### 本文
私が子どもの頃、よく父の食事風景を見て、
「自分には無理だな~。絶対に食べられない・・・」
と、思うことがいくつもあった。

父はよくご飯に何かを乗せて、ぶっかけ丼のようにして食べるのが好きだった。

かつ丼とか天丼なら私も抵抗はなかったが、生のたらこ、イカの塩辛、海苔の佃煮をご飯にたっぷり乗せて食べていたのは抵抗があった。

たらこは、カリカリに焼いたものをよく母が、小学校のお弁当に持たせてくれたので、たらこというものはカリカリに焼いてから食べるもの、という基準が自分の中にあったのです。
生のたらこはちょっと生臭い感じがして食べなかった。

また、イカの塩辛は、買ってきた新鮮なイカを父が自分でさばき、肝を取り出して開き塩をまぶして、味の素を入れ、切ったイカとよくかき回して作る。
父はそれをコーヒーの空き瓶に入れ冷蔵庫で二~三日寝かせた。
私はその工程を見ていて、あの生臭いグロテスクな肝を不気味に感じていたので、とても食べ物としての認識ができなかった。

海苔の佃煮は、炊き立ての真っ白いご飯の上に、真黒な海苔の佃煮が乗っている姿がとても気持ち悪く、わざと黒く汚したご飯を食べるような感覚がして、食べ物としての許容を越えていた。

私は、中学・高校の頃まで、親子ながら父の食事風景を見て、「よくあんな気持ち悪いものが食べられるな~」と懐疑の心を持っていた。

しかしです。
社会人になってから、私の食事の嗜好は変わった。
真っ白いご飯の上に、生のたらこを乗せて食べるのは、たまらなく美味しい。
また、熱々のご飯の上に、イカの塩辛を乗せれば、何杯でも食べられまた美味しい。
さらに、白いご飯に海苔の佃煮を乗せて食べれば、これまたご飯がよく進む。

何故、あんなに嫌いだったものを食べるに至ったかは今では不明だが、こうした体験はひょんなことからです。

昔見ていた私の嫌いな父の食事風景は、今の私の食事風景と何ら変わらない。

母が好きだったクサヤに関しては、私は三十歳頃に克服できました。

「それがDNAを引き継ぐ親子というものなのか」
と、還暦過ぎた今は納得しています。

### 指示
- A) 本文で、筆者が母の好きだったクサヤを克服したのは何歳頃か。
- B) 本文の「また、イカの塩辛は」で始まる段落を、主な事実を残して箇条書きにまとめよ。

### 抽出データ
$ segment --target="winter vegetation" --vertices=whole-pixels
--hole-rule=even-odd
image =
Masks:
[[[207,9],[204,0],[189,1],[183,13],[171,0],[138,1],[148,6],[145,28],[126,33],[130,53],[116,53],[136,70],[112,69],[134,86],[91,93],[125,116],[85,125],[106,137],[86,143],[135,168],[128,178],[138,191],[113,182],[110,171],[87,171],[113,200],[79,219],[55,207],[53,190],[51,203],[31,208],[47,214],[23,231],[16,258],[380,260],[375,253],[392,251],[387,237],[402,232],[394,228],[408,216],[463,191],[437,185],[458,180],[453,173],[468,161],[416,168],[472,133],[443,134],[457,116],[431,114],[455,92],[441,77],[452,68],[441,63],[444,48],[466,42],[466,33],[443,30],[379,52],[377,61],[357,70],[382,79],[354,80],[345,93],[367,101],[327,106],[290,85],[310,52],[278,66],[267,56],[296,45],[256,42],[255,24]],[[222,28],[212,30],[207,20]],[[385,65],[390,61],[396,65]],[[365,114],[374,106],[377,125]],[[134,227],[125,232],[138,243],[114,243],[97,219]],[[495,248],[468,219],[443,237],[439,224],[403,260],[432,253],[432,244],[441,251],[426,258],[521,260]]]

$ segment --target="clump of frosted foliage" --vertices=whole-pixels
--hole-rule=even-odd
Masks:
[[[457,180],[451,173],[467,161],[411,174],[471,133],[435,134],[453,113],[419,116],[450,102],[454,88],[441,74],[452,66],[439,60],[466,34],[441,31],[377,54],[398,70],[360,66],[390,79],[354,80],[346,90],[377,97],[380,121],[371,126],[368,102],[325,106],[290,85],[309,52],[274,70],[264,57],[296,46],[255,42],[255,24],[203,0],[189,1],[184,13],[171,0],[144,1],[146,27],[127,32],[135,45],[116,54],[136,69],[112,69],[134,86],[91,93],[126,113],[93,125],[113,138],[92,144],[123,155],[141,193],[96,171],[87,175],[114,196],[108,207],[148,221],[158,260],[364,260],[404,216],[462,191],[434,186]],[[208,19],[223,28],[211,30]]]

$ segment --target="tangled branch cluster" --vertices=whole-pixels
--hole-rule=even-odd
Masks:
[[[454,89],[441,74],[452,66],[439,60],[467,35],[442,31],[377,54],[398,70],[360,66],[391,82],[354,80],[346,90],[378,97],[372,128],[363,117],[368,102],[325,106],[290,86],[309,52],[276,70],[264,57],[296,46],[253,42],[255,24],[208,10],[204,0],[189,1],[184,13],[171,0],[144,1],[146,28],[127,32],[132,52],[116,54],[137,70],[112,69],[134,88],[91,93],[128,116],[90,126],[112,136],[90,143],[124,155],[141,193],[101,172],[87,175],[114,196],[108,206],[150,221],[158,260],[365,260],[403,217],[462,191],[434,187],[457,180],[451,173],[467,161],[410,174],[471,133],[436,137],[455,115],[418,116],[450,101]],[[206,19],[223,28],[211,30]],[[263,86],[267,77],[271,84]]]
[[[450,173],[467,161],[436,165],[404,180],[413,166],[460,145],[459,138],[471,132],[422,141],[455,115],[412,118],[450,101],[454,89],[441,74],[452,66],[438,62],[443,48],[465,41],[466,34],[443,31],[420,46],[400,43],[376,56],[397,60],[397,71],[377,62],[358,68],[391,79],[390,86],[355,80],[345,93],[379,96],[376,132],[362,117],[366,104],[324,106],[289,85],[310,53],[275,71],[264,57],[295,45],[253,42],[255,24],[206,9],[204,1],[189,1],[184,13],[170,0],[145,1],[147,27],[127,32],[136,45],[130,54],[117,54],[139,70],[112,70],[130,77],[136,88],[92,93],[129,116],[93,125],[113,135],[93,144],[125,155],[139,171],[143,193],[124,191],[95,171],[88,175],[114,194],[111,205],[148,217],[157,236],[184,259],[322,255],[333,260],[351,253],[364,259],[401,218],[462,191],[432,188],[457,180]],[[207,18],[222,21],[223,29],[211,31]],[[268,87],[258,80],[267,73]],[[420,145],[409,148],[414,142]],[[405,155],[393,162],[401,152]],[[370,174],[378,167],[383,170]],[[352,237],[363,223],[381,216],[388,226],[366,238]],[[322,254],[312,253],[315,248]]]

### 回答
- A) 三十歳頃。

- B)
- 父は買ってきた新鮮なイカを自分でさばき、肝を取り出して開き、塩をまぶした。
- 味の素を入れ、切ったイカとよくかき回して塩辛を作った。
- それをコーヒーの空き瓶に入れ、冷蔵庫で二~三日寝かせた。
- 筆者はその工程を見て、生臭くグロテスクな肝を不気味に感じ、食べ物と認識できなかった。